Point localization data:
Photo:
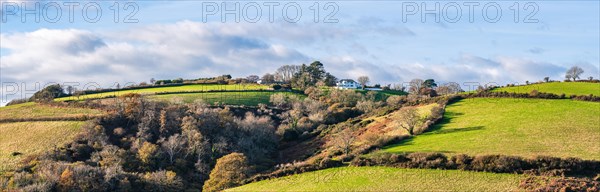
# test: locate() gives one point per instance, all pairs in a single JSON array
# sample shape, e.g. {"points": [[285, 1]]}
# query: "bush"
{"points": [[276, 87], [230, 171], [163, 181]]}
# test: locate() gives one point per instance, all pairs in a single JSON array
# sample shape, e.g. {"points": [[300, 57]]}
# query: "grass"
{"points": [[182, 88], [388, 179], [31, 138], [521, 127], [229, 98], [34, 110], [568, 88]]}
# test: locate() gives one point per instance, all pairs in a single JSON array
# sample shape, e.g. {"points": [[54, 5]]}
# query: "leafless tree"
{"points": [[363, 80], [286, 72], [268, 78], [173, 146], [343, 141], [253, 78], [410, 118], [574, 72], [415, 86], [70, 89]]}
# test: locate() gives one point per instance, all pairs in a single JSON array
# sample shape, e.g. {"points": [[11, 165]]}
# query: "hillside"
{"points": [[522, 127], [32, 128], [29, 138], [32, 110], [179, 88], [568, 88], [387, 179], [252, 98]]}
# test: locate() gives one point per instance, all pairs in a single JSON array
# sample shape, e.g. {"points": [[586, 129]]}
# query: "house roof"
{"points": [[349, 80]]}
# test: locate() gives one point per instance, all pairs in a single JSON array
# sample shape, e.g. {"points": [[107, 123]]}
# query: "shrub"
{"points": [[163, 181], [229, 171], [276, 87], [396, 101], [428, 160]]}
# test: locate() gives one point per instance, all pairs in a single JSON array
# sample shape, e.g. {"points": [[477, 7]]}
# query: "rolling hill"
{"points": [[33, 110], [568, 88], [252, 98], [180, 88], [387, 179], [30, 138], [521, 127]]}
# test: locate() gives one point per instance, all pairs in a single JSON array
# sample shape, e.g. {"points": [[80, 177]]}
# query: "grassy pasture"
{"points": [[229, 98], [29, 138], [568, 88], [34, 110], [182, 88], [387, 179], [521, 127]]}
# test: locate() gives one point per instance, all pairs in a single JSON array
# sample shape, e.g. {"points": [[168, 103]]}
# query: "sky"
{"points": [[91, 44]]}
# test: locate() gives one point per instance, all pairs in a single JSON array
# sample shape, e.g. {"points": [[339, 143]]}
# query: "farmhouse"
{"points": [[347, 84]]}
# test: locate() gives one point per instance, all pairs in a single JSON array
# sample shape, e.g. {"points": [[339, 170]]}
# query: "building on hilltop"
{"points": [[348, 84]]}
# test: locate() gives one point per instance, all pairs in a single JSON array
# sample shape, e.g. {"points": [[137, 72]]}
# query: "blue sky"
{"points": [[370, 38]]}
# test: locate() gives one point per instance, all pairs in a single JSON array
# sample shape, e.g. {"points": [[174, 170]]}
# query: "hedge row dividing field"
{"points": [[568, 88], [182, 88], [520, 127], [247, 98], [388, 179], [33, 110]]}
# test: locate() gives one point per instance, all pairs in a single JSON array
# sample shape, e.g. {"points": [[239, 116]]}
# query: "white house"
{"points": [[348, 84]]}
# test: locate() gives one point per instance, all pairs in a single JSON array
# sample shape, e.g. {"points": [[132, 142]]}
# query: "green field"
{"points": [[388, 179], [31, 138], [522, 127], [229, 98], [568, 88], [34, 110], [182, 88]]}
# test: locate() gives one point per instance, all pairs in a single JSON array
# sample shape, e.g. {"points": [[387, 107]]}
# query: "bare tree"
{"points": [[343, 141], [268, 78], [363, 80], [173, 146], [574, 72], [410, 118], [253, 78], [415, 86], [70, 89], [286, 72]]}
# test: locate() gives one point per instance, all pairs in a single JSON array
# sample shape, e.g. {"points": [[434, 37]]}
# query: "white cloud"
{"points": [[184, 49]]}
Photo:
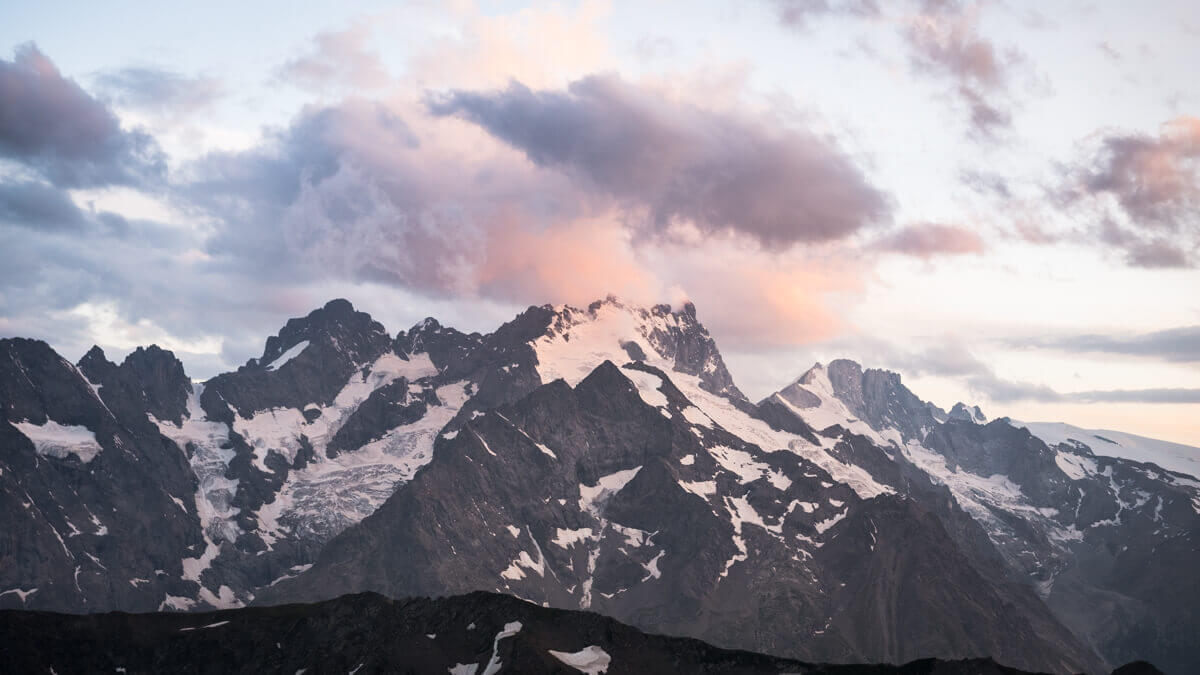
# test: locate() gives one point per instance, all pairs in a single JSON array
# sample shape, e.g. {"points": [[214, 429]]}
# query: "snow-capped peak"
{"points": [[577, 340]]}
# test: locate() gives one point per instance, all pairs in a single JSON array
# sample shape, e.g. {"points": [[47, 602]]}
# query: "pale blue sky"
{"points": [[891, 91]]}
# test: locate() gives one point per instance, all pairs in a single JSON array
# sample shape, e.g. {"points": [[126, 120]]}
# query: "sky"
{"points": [[997, 199]]}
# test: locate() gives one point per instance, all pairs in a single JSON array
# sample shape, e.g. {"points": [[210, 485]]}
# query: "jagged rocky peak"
{"points": [[336, 327], [149, 380], [844, 393], [573, 341], [967, 413]]}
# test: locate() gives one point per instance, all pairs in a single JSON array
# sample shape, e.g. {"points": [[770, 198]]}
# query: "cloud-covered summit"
{"points": [[678, 162]]}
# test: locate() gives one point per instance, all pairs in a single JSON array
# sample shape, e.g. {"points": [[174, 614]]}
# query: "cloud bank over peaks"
{"points": [[671, 162]]}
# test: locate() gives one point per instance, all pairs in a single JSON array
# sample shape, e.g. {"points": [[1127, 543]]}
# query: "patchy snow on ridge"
{"points": [[209, 461], [591, 659], [329, 495], [59, 441], [592, 497], [573, 351], [279, 362], [1171, 457], [280, 429]]}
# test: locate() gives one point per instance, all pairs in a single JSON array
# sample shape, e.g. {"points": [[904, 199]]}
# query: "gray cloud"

What you are asked to do: Hand back the records above exactly as they are, pictures excluded.

Task solution:
Photo:
# test: locate() gives one point per instance, all pairs in a single JSON array
# sample shape, e.g. {"points": [[285, 1]]}
# query: "bush"
{"points": [[276, 87], [230, 171], [163, 181]]}
# test: locate() gives one point per instance, all pairs in a single JSON array
# sample shape, e.g. {"points": [[300, 57]]}
# query: "grass"
{"points": [[182, 88], [388, 179], [31, 138], [521, 127], [229, 98], [34, 110], [568, 88]]}
# test: locate() gives one point per instance, all pairs in a single JSON array
# sample shape, e.g. {"points": [[54, 5]]}
# query: "leafless tree"
{"points": [[363, 80], [286, 72], [268, 78], [173, 146], [343, 141], [253, 78], [410, 118], [574, 72], [415, 86], [70, 89]]}
# test: locate() gives one point per instance, all pairs in a single JSON array
# sample shape, e.g. {"points": [[11, 165]]}
# query: "hillside"
{"points": [[522, 127], [32, 128], [29, 138], [32, 110], [179, 88], [568, 88], [387, 179], [252, 98]]}
# test: locate() gives one point per instance, all pairs in a single JSON array
# sample shape, e.g. {"points": [[586, 129]]}
# query: "house roof"
{"points": [[349, 80]]}
# test: locate() gives one point per instance, all pairs in a single JSON array
# sample shape, e.g. {"points": [[107, 123]]}
# query: "shrub"
{"points": [[163, 181], [229, 171], [276, 87], [396, 101], [428, 160]]}
# test: locate() gives one point per instance, all pairs in a single JSON array
# sample shape, e.g. {"points": [[477, 7]]}
# query: "rolling hill"
{"points": [[33, 110], [568, 88], [252, 98], [180, 88], [387, 179], [30, 138], [521, 127]]}
# test: locate() gives one point per instance, all pairs in a single JSON array
# sample shape, e.g. {"points": [[80, 177]]}
# query: "grassy pasture"
{"points": [[229, 98], [29, 138], [568, 88], [34, 110], [182, 88], [387, 179], [521, 127]]}
# test: locate() gives one point per instance, all pairs in a single JSON array
# sample shape, e.g. {"points": [[168, 103]]}
# query: "sky"
{"points": [[91, 44]]}
# test: locate() gives one point per instance, all pairs in a single JSON array
# sample shape, e.g. {"points": [[339, 143]]}
# query: "farmhouse"
{"points": [[347, 84]]}
# test: locate() gives one point per instance, all pairs in a single JSON array
# sample shape, e.g. {"points": [[339, 170]]}
# query: "building on hilltop"
{"points": [[348, 84]]}
# test: locate() gives one point per instance, all pairs in a single JSON array
# sample shape, e.g. {"points": [[137, 72]]}
# query: "blue sky"
{"points": [[370, 38]]}
# test: locate() gives one point per instance, all pairs in a single JSON array
# sample shape, e.g. {"points": [[174, 170]]}
# query: "hedge row dividing field"
{"points": [[568, 88], [182, 88], [520, 127], [247, 98], [388, 179], [33, 110]]}
# test: locate() gives one point per instance, all pairs in a single JSON array
# sample shape, e.g. {"points": [[239, 116]]}
# query: "white house"
{"points": [[348, 84]]}
# test: locate() gives one point per instance, all pairs in a single JSON array
# sample shape, e.g. {"points": [[132, 142]]}
# query: "green field"
{"points": [[388, 179], [31, 138], [522, 127], [229, 98], [568, 88], [34, 110], [182, 88]]}
# test: locate() gives one point per instance, all pairs in a single JSON array
# sample shape, e.g. {"points": [[387, 107]]}
# query: "bare tree"
{"points": [[343, 141], [268, 78], [363, 80], [173, 146], [574, 72], [410, 118], [253, 78], [415, 86], [70, 89], [286, 72]]}
# test: locate() gives one point per instance, all pairs in a single JSON array
# sample shape, e.g. {"points": [[434, 37]]}
# query: "white cloud"
{"points": [[184, 49]]}
Photo:
# test: locate() gives one point per instance, all pairs in a single JSON array
# sample shape, e.g. {"points": [[214, 429]]}
# query: "snow-capped peak"
{"points": [[577, 340]]}
# test: locate() gives one point per instance, all pairs in a single JSON array
# sample shape, e.g. {"points": [[47, 602]]}
# query: "pale blue sky"
{"points": [[891, 91]]}
# test: locate() gives one point per instance, all pairs in a single JSON array
# sample shape, e.g. {"points": [[126, 120]]}
# query: "sky"
{"points": [[997, 199]]}
# test: locate() gives one point per instance, all pairs in a single JSON array
# sample shape, e.g. {"points": [[210, 485]]}
# query: "jagged rocky peak"
{"points": [[336, 327], [149, 380], [844, 393], [573, 341], [967, 413]]}
# test: locate() gives one point per instance, all pairs in a single JSON array
# sample shape, e.g. {"points": [[770, 198]]}
# query: "cloud-covered summit"
{"points": [[678, 162]]}
# test: locate() gives one point per instance, all pairs in a single JSON array
# sample shape, e.g. {"points": [[174, 614]]}
# query: "cloud bank over peaks"
{"points": [[671, 162]]}
# test: locate() gives one point per instance, all pairs in a single JSON array
# sample shape, e.g. {"points": [[1127, 543]]}
# query: "patchy snow on ridge"
{"points": [[209, 461], [591, 659], [329, 495], [59, 441], [592, 497], [573, 351], [279, 362], [1171, 457], [280, 429]]}
# test: locate() gives one point per instance, all pairs in a single JSON array
# sample shape, e.g. {"points": [[904, 199]]}
# query: "gray cloud"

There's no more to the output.